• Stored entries
[BEGIN]

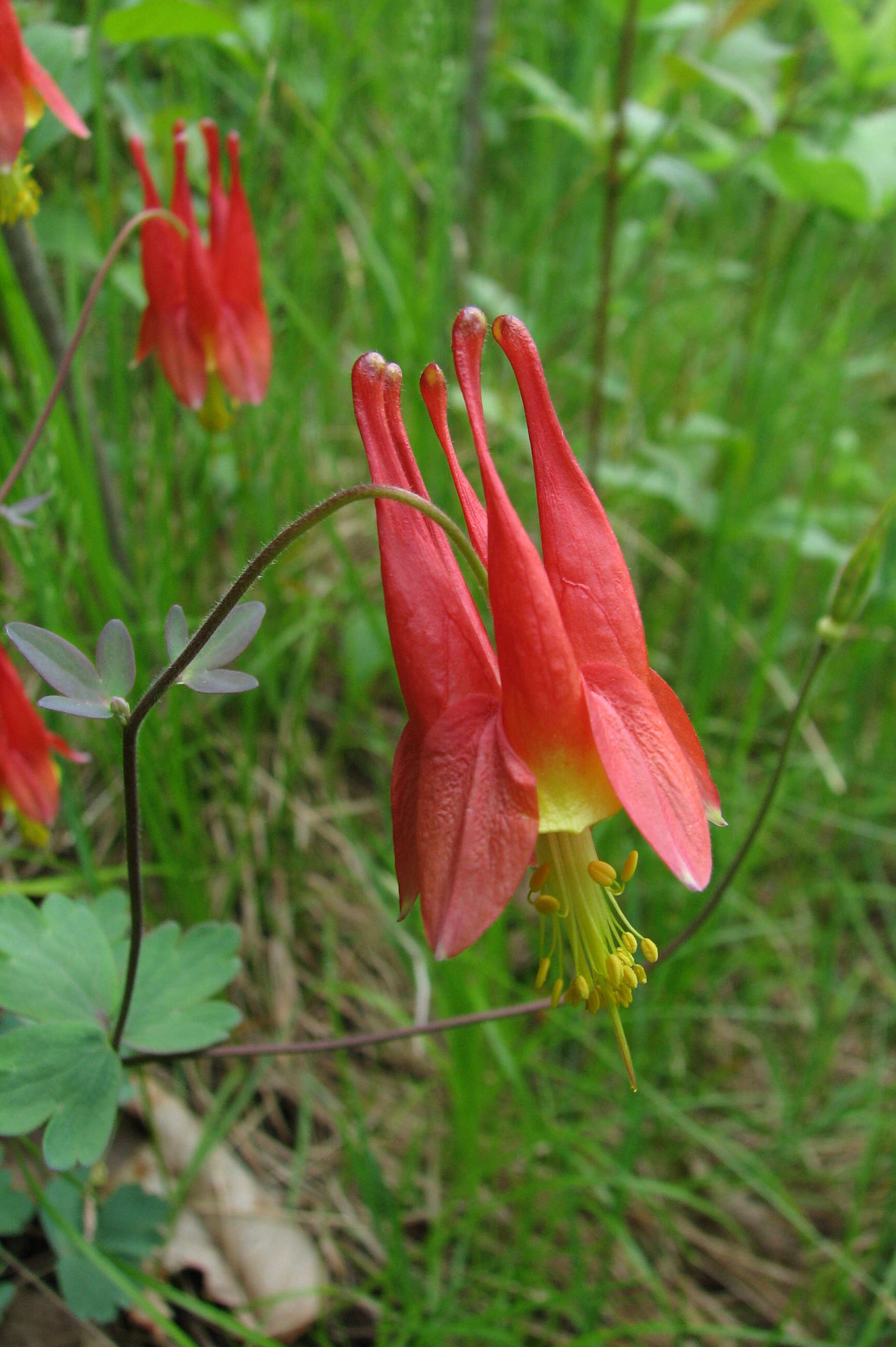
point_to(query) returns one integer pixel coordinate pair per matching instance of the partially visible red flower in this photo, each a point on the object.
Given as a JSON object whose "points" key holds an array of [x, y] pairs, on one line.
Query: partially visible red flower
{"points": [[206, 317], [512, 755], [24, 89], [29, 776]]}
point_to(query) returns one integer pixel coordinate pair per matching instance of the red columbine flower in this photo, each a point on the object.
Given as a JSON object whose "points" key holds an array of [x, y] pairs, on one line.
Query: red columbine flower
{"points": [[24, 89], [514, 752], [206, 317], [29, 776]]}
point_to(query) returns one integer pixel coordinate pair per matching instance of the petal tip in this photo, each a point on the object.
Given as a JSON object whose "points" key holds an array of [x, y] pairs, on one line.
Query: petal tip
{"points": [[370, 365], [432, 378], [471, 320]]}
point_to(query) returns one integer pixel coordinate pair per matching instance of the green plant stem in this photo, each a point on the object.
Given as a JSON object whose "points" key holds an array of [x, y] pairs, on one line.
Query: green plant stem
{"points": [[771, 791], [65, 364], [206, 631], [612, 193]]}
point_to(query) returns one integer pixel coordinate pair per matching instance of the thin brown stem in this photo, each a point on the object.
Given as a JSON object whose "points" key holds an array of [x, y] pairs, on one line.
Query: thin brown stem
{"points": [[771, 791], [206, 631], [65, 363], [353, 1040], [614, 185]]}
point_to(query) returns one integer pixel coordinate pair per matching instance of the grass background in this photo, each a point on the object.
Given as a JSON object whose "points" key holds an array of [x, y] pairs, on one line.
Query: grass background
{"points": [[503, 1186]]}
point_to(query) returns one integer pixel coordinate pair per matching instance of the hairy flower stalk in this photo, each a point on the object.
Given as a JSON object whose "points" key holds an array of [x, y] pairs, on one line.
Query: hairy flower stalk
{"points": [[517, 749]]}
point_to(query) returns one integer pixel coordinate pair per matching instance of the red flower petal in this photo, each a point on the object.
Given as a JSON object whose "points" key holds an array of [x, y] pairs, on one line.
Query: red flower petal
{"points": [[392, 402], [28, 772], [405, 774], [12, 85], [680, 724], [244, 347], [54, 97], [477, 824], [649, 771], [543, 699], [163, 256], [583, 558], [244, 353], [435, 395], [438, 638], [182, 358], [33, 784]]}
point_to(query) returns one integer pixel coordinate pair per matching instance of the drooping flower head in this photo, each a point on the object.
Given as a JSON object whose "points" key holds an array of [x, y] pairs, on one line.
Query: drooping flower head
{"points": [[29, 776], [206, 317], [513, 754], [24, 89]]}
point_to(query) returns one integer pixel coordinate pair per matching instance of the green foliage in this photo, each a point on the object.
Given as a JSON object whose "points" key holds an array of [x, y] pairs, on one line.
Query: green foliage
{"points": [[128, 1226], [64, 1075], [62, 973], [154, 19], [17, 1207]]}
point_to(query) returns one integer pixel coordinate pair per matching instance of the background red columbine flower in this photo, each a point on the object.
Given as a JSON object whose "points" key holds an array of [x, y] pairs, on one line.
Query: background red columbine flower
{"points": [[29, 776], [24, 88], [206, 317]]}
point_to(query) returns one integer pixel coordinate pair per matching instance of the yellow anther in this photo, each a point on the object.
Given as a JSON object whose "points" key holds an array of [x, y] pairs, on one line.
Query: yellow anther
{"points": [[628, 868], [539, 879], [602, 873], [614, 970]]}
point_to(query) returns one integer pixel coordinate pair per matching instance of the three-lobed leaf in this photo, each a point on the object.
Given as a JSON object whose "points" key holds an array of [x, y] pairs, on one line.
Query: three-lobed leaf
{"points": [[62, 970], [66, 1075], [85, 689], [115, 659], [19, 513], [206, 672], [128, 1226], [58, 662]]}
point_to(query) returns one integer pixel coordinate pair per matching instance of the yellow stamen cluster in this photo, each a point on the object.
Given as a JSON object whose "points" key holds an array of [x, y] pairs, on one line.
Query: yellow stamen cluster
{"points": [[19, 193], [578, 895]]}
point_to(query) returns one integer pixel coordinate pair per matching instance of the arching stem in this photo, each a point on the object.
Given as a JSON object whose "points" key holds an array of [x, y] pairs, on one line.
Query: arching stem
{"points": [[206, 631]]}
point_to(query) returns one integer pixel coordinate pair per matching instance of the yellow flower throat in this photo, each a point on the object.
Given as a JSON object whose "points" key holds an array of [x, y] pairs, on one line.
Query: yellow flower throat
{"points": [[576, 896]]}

[END]

• Aim of the exercise
Quote each entry above verbatim and drop the pictures.

• Solution to the exercise
point_to(query) returns one integer pixel coordinate pair per matching instance of the partially visible red flower in this photo, each a point on the object.
Given as a JSON object whose "points" key holds an array of [x, y] pairs, on one line.
Query: partially visible red flower
{"points": [[206, 317], [512, 755], [24, 89], [29, 776]]}
point_to(query) returns one integer pixel coordinate pair per matching instance of the red columbine flower in this photo, each a point on the object.
Given as a JSON object whose "points" key holds an array of [x, y] pairs, on one line.
Query: red columbine flower
{"points": [[24, 89], [514, 752], [206, 317], [29, 776]]}
point_to(query) returns one integer pixel coordinate pair per matching instance of the petal tip in this photo, each a point on the object.
Given as a JSON object whose "points" key holds an array of [x, y] pairs, on one line.
Query: petal tip
{"points": [[370, 365], [432, 378], [471, 320]]}
point_to(query) returns one integer pixel coordinate pair per matching instance of the green plant stem in this photo, each a point on the object.
Given as a JSON object whose "points" key holds an array of [x, y] pairs, on one line.
Query: green plant stem
{"points": [[771, 791], [65, 364], [206, 631], [612, 193]]}
point_to(query) returns one integer pixel coordinate pair per matching instance of the thin brown stem in this photo, each a point on the object.
Given as a JSON object whose "points" key holds an array of [x, y] pairs, on one line.
Query: thin brown stem
{"points": [[771, 791], [206, 631], [65, 363], [353, 1040], [614, 185]]}
point_to(query) returns one integer pixel coordinate pair per matching instance of the grass background in this photo, each a point on the object.
Given as a JSON object whose "points" key holds an array of [x, y] pairs, on one line.
Query: grass background
{"points": [[503, 1186]]}
point_to(query) returns one integer pixel coordinate pair per matching instance of the hairy flower stalk in this photo, each a point on the object.
Given as a JSON object whose "points" key holds an array of [x, y] pairs, on one line.
Query: hairy flower stalk
{"points": [[517, 749]]}
point_to(query) returns one integer pixel coordinate pair per matching instance of the red flower petal in this photo, each a point on the object.
Given as a JSON object whose "points" key holds an array of [x, y] pairs, on one line.
Query: red flower petal
{"points": [[392, 402], [28, 772], [405, 774], [12, 85], [680, 724], [244, 347], [54, 97], [477, 824], [649, 771], [543, 699], [163, 256], [583, 558], [244, 353], [435, 395], [438, 638], [182, 358], [33, 784]]}
point_to(query) returns one integer pixel coordinate pair per matching instance of the drooping flower head in this photo, each a point on the object.
Given as a JSON object whose "points" key holds an array of [x, y] pairs, on one line.
Query: drooping flower head
{"points": [[29, 776], [206, 317], [513, 754], [24, 89]]}
point_to(query) returns one integer pixel coordinate pair per matching instance of the green foliage in this photo, each a point on the object.
Given as a JSON object whose "points" key holds an array of [x, y] pairs, on one line.
Query: green foliage
{"points": [[128, 1226], [64, 1075], [62, 973], [154, 19], [17, 1207]]}
point_to(query) returns one integer pixel coordinate pair per matching instance of the background red columbine flower in this photo, each a point on the object.
Given as a JSON object whose "points" key holds an array of [x, y] pairs, on one line.
Query: background red columbine flower
{"points": [[29, 776], [24, 88], [206, 317]]}
point_to(query) returns one integer pixel coordinate pair per matching instance of the yellow anther in this photo, each a point on the object.
Given as a JSON object whose "points" key holds an array of [x, y] pairs, on one line.
Query: yellow anther
{"points": [[628, 868], [539, 879], [602, 873], [614, 970]]}
point_to(query) returns one integer pixel coordinate pair per matching instance of the three-lobed leaf in this photo, each a point on the object.
Given as a JSON object whose "points" key holds an array of [x, y] pairs, on one line.
Query: three-lobed leaf
{"points": [[62, 970], [66, 1075], [85, 689], [115, 659], [19, 513], [206, 672], [128, 1226], [58, 662]]}
point_to(query) returns one integer pixel coordinate pair per matching instance of the yellow stamen cluster in this photo, each a point on the object.
Given as a JSON object whose "points" key holds an array of [x, y] pairs, on one line.
Query: yellow stamen cluster
{"points": [[19, 193], [578, 895]]}
point_to(query) returns one integer pixel coordinate pair per matching instance of the arching stem in this photo, each a point on the object.
Given as a JSON object whose "points" key holds an array of [x, y] pairs, on one line.
Query: arching stem
{"points": [[206, 631]]}
point_to(query) returns one integer pixel coordinate pair per matching instance of the yellow flower throat in this photo, each a point on the object.
Given as a JSON object whose "points" key holds an array of [x, y] pairs, on one line.
Query: yellow flower throat
{"points": [[576, 896]]}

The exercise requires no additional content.